**DOCUMENT EXTRACT**
<<<<
The voice features that power mobile brain-dumping are also coming to desktop. The new Gemini app for macOS—built from scratch by a small team using the Antigravity platform in fewer than 100 days—will get voice integrations over the summer. Mac users will be able to highlight files in Finder, use a keyboard shortcut to dictate instructions, and have Spark draft a response that incorporates the file contents directly.
At the keynote, the demo showed how a user picked a few PDF invoices and pictures, said a quick note, and watched Spark draft a complete email to a dog kennel. Needless to say, it got all the vaccine records and allergy details fetched straight from those files.
The voice model also filters in real time and strips out filler words and stumbles so what comes out is a clean prompt even when what went in was a rough thought.
A Personalized Morning Digest
Working together with Gemini Spark’s background execution is a new out-of-the-box feature called the Daily Brief. It’s designed to be your first stop in the morning, a personalized digest that pulls together the most important information from across your digital life.
>>>>
**EXTRACTED RECORDS**
<<<<
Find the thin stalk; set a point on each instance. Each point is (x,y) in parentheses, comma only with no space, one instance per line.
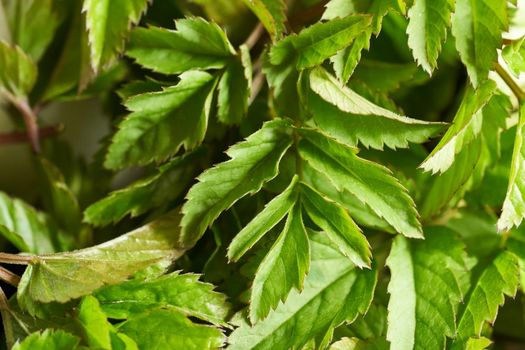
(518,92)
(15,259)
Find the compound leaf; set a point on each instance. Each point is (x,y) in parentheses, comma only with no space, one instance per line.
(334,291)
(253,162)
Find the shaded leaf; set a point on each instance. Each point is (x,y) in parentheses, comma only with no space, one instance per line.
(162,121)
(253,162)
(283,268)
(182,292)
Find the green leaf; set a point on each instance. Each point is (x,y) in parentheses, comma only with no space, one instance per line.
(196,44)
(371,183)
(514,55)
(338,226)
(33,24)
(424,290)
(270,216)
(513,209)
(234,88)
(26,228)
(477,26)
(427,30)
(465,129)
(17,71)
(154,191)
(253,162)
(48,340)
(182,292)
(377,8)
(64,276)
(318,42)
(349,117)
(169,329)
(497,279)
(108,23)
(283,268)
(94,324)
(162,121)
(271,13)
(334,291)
>>>>
<<<<
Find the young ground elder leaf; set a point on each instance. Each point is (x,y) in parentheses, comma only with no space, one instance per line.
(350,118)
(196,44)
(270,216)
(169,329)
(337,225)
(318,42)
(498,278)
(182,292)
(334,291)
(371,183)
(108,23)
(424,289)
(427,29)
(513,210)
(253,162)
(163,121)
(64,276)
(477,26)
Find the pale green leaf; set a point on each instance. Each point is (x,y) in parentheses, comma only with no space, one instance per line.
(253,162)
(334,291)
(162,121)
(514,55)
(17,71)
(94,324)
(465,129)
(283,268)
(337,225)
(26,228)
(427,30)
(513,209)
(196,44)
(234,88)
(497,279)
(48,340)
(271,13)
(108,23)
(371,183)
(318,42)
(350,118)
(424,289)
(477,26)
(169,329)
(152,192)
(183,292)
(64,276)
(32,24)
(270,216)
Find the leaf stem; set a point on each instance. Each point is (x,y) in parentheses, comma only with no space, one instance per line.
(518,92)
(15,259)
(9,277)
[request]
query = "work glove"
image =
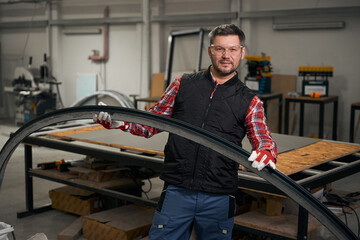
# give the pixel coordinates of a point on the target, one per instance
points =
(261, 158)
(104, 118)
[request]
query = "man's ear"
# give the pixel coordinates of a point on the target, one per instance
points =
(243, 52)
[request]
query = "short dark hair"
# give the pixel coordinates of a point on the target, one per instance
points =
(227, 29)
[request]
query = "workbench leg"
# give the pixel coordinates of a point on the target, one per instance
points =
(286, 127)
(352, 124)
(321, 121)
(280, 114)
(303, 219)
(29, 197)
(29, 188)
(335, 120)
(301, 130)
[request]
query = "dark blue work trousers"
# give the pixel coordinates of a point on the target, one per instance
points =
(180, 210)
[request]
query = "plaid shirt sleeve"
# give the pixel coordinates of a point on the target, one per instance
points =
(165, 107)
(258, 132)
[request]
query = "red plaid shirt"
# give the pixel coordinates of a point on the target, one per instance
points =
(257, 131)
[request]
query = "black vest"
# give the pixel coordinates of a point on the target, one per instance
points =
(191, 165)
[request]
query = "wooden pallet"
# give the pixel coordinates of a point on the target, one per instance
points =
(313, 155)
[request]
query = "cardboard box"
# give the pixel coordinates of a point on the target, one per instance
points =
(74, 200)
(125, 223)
>>>>
**ACTIVITY 1**
Answer these questions about the text on Gemini Spark's new features, one per line:
(a) How long did the team take to build the Gemini app for macOS?
(b) In the keynote demo, who was the drafted email written to?
(c) What is the new morning digest feature called?
**ACTIVITY 2**
Summarize the text on Gemini Spark's new features in two sentences.
**ACTIVITY 3**
Resume the text on Gemini Spark's new features after its last sentence.

**RESULT 1**
(a) Fewer than 100 days.
(b) A dog kennel.
(c) The Daily Brief.

**RESULT 2**
Voice features from mobile are coming to the new Gemini app for macOS over the summer, letting Mac users highlight files in Finder, dictate instructions and have Spark draft a response that uses the file contents, while the voice model strips out filler words and stumbles. A new feature called the Daily Brief works with Spark's background execution to pull the most important information from across a user's digital life into a personalized morning digest.

**RESULT 3**
Rather than dumping a raw list of emails and calendar items on you, the Daily Brief organizes everything by topic, puts the most urgent things at the top, and suggests concrete next steps inline.
It might flag an approaching deadline or remind you that you need to return a purchase before the window closes. It’s built to be skimmed, so you can process your obligations in two minutes, kick off a Spark workflow with a tap, and get on with your day.
Availability, Pricing, and the Road Ahead
Google is rolling Spark out in stages. It takes some serious infrastructure to get autonomous agents running around the clock, and the safety bar is high like never before. Trusted testers get in first, with a beta for Google AI Ultra subscribers in the United States to follow.
To support the compute demands of agentic workflows, Google introduced a new Google AI Ultra tier at $100 per month. At the same time, based on user feedback and infrastructure improvements, the price of the top-tier maximum-limit Ultra plan dropped from $250 per month to $200 per month.
Beyond individual users, Gemini Spark is being tailored for professional environments as well. Google confirmed that specialized versions will come to both Workspace and Gemini Enterprise, so organizations can roll out 24/7 agentic support across their teams and business operations.
The agentic era isn’t coming, everyone. It’s here.